▸ **THE TASK**
Copy the data listing below word for word, starting with its first line and going on through the line with "[198,151,217,163]", and include both of those lines. Stop there.

(Data listing)
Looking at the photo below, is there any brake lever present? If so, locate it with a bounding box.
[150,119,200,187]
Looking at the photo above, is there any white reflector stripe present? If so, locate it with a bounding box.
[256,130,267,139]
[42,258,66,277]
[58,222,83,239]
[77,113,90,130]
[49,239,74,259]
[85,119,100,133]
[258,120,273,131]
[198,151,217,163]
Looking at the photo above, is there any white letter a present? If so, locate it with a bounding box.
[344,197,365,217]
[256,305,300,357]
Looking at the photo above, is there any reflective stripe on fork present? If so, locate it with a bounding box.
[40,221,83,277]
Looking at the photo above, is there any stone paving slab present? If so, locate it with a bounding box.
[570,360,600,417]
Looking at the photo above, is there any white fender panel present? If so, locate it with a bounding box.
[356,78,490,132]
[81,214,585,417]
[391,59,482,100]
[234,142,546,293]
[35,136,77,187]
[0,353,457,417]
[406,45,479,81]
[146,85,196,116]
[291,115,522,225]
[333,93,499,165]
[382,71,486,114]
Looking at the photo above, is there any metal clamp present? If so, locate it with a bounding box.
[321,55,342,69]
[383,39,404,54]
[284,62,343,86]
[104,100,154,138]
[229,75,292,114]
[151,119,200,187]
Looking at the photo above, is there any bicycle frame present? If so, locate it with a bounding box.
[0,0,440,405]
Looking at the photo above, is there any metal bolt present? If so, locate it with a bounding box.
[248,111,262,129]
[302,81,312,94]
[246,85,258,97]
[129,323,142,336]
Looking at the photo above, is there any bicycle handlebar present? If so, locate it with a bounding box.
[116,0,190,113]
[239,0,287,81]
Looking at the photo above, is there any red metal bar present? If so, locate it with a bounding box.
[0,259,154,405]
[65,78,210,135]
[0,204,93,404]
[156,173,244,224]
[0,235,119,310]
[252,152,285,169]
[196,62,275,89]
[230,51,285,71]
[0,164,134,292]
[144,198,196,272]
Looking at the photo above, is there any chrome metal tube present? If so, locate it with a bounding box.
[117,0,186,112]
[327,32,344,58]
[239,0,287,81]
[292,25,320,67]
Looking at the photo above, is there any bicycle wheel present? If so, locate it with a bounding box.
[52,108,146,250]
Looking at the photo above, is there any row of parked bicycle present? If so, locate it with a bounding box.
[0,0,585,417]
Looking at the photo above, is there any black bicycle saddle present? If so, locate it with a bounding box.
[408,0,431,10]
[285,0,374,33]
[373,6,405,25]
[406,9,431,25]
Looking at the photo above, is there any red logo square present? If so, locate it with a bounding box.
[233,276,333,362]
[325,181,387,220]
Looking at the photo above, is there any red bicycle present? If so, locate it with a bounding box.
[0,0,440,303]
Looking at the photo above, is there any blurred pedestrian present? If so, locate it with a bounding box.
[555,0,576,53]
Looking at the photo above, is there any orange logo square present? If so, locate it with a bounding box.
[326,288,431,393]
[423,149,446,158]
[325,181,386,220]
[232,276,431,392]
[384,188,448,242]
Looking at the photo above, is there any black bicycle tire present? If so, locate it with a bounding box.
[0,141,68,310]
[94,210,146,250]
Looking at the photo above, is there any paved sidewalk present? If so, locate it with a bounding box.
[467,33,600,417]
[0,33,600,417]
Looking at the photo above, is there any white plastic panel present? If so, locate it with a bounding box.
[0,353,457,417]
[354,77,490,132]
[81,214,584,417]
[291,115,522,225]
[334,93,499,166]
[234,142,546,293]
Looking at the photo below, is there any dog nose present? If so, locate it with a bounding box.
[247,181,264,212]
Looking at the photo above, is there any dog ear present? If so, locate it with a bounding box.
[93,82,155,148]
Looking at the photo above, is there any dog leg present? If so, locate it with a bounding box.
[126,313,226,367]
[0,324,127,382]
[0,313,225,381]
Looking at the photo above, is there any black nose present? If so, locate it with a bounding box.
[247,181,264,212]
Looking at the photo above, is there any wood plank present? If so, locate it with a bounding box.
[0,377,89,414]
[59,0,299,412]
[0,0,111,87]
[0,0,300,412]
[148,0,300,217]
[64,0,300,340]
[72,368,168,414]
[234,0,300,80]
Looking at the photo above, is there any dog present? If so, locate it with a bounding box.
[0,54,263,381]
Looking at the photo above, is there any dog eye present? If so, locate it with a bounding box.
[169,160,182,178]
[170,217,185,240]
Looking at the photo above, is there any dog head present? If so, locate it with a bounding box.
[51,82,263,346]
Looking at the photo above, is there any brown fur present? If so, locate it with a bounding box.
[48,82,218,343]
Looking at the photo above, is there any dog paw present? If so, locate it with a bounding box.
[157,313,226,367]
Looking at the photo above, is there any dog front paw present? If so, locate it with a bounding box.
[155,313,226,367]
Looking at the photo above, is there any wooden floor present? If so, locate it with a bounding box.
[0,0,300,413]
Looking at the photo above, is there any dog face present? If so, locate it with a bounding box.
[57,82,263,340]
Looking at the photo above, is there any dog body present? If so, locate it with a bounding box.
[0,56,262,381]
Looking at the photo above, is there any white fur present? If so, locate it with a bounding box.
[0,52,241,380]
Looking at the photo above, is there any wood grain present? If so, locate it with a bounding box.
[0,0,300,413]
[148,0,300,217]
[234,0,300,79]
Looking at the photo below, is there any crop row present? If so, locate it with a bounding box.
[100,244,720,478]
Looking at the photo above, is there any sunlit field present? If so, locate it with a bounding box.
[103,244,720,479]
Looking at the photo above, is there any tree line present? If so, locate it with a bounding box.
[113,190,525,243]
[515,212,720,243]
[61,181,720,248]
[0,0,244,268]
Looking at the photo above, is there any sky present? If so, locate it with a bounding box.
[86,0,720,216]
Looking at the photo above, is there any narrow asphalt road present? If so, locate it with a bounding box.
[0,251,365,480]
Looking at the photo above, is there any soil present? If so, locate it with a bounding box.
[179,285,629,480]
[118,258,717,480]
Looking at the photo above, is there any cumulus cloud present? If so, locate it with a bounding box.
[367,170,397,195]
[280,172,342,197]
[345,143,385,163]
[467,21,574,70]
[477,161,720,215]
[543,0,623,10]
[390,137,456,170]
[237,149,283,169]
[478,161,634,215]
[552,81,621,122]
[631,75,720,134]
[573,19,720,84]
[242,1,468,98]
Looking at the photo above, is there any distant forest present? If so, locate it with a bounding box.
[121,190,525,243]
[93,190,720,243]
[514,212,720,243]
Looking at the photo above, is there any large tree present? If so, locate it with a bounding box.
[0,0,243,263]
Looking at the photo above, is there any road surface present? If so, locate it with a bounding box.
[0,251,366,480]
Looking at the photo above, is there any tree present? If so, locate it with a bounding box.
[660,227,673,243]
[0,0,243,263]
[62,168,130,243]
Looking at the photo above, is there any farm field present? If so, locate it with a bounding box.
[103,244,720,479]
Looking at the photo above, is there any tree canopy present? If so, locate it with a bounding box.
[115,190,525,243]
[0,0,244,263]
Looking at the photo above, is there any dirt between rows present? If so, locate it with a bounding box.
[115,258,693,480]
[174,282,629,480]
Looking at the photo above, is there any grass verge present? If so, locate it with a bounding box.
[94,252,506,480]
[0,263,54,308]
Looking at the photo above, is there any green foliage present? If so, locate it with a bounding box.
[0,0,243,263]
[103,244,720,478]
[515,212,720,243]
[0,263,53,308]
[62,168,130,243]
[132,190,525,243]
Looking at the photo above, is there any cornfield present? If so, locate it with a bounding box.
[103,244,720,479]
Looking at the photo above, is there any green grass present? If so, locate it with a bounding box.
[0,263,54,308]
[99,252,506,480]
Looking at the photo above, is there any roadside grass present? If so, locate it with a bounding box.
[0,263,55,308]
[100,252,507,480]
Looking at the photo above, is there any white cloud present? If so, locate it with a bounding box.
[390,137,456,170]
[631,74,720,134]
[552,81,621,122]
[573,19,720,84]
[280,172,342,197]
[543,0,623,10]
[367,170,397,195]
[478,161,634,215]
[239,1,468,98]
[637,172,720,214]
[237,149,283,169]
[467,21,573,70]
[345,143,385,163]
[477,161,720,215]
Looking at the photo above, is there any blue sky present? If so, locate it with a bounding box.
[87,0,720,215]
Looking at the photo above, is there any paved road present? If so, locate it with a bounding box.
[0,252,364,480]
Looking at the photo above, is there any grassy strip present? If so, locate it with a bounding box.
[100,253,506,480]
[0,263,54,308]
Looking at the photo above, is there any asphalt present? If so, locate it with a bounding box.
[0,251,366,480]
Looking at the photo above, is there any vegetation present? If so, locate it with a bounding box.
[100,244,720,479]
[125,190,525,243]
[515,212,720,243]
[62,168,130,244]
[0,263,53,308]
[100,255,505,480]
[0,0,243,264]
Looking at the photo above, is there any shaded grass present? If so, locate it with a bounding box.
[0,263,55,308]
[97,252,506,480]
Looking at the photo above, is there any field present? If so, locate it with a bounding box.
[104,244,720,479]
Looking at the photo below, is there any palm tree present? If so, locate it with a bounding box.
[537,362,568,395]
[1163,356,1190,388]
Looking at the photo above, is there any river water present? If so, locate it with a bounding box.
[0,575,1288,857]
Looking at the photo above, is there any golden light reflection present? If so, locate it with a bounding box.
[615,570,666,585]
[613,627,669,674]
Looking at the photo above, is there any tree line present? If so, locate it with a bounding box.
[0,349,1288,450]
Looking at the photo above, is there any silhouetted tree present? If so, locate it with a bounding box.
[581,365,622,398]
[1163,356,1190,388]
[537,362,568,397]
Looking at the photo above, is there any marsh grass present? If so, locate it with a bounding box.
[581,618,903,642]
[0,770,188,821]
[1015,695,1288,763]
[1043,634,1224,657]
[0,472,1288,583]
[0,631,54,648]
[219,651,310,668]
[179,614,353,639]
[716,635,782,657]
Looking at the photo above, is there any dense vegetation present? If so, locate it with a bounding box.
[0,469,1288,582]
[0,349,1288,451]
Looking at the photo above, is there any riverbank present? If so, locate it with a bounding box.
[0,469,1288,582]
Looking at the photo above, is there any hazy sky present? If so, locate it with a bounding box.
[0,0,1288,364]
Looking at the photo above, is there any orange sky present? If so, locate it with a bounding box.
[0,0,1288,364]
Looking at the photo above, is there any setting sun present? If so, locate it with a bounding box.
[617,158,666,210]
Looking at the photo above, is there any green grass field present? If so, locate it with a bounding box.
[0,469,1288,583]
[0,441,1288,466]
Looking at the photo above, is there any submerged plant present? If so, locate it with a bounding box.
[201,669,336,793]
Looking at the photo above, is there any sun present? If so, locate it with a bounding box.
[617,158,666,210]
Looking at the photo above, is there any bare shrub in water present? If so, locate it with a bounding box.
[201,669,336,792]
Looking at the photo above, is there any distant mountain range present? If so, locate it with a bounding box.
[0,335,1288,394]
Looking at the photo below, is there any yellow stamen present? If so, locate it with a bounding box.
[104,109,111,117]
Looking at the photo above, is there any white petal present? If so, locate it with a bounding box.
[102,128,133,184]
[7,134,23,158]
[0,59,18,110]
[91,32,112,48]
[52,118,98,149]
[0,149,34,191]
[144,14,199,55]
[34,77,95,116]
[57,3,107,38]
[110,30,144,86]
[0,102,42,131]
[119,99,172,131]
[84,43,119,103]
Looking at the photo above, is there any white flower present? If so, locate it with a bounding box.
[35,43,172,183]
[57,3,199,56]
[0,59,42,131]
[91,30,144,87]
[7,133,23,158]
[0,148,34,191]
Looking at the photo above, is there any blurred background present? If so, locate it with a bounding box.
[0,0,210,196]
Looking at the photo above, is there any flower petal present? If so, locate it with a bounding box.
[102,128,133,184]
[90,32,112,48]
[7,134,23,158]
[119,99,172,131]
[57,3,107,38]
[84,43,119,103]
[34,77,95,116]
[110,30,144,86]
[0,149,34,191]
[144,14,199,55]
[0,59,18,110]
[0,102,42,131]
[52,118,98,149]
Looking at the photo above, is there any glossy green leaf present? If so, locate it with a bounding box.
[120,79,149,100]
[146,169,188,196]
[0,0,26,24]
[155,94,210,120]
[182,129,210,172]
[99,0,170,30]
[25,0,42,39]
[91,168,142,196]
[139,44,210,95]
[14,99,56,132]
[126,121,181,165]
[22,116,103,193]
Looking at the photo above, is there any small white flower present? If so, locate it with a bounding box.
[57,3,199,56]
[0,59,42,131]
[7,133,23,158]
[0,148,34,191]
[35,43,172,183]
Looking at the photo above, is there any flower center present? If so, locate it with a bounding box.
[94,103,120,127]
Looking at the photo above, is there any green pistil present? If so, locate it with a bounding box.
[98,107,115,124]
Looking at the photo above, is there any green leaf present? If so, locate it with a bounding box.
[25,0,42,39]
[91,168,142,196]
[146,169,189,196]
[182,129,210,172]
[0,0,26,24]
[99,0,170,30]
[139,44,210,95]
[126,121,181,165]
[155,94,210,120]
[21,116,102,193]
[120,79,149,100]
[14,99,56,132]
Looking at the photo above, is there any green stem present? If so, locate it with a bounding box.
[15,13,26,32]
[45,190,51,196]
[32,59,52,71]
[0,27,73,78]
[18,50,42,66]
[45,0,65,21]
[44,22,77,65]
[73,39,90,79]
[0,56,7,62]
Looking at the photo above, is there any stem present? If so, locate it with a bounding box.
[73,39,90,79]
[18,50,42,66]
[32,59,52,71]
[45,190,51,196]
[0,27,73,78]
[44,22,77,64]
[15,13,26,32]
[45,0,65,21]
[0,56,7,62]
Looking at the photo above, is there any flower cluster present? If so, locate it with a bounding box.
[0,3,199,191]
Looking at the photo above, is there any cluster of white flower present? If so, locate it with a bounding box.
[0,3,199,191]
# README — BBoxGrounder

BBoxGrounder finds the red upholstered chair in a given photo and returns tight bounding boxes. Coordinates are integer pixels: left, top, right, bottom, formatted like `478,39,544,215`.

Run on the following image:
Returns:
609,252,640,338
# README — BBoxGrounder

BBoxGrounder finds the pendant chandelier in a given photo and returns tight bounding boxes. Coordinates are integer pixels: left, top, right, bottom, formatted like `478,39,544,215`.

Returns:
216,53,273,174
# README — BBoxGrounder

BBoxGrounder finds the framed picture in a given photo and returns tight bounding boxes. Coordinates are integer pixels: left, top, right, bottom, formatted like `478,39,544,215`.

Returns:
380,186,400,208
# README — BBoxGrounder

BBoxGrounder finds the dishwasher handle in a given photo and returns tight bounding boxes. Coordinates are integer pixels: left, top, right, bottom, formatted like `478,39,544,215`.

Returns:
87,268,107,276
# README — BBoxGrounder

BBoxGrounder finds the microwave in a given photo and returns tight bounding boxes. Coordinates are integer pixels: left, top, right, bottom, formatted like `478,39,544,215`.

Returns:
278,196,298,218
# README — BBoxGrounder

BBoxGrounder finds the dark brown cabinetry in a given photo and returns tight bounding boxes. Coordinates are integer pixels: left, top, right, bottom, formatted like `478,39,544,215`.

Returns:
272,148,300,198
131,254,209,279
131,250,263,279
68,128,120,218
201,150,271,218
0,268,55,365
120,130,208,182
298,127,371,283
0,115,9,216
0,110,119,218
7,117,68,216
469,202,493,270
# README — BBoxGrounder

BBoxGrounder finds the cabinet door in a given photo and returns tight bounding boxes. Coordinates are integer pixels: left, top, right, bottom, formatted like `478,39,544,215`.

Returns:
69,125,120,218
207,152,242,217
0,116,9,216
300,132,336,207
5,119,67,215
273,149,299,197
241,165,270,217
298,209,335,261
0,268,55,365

▸ **OUTPUT FOR THIS EXERCISE**
Looking at the photo below, is there any brake lever present? If so, locate it with a bounding box.
[150,119,200,187]
Looking at the photo above, is there any white reflector stripe present? If so, locate it with a bounding box.
[256,130,267,139]
[42,258,66,277]
[58,222,83,239]
[77,113,90,130]
[49,239,74,259]
[85,119,100,133]
[258,120,273,131]
[198,151,217,163]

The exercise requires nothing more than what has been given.